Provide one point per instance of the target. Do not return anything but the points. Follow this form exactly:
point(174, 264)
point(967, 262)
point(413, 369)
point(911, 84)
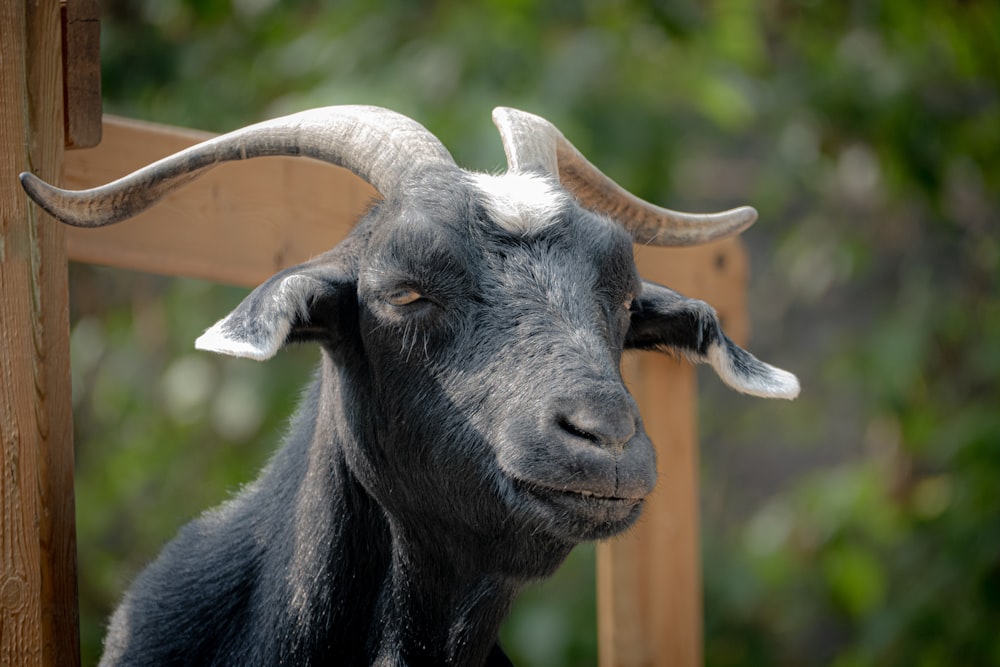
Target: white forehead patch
point(522, 203)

§

Copy out the whole listing above word for word, omitting the picture.

* _The answer_
Provide one point per instance of the target. Do not return anything but the points. Follow this form exactly:
point(174, 264)
point(967, 262)
point(413, 369)
point(911, 84)
Target: white forehead patch
point(522, 203)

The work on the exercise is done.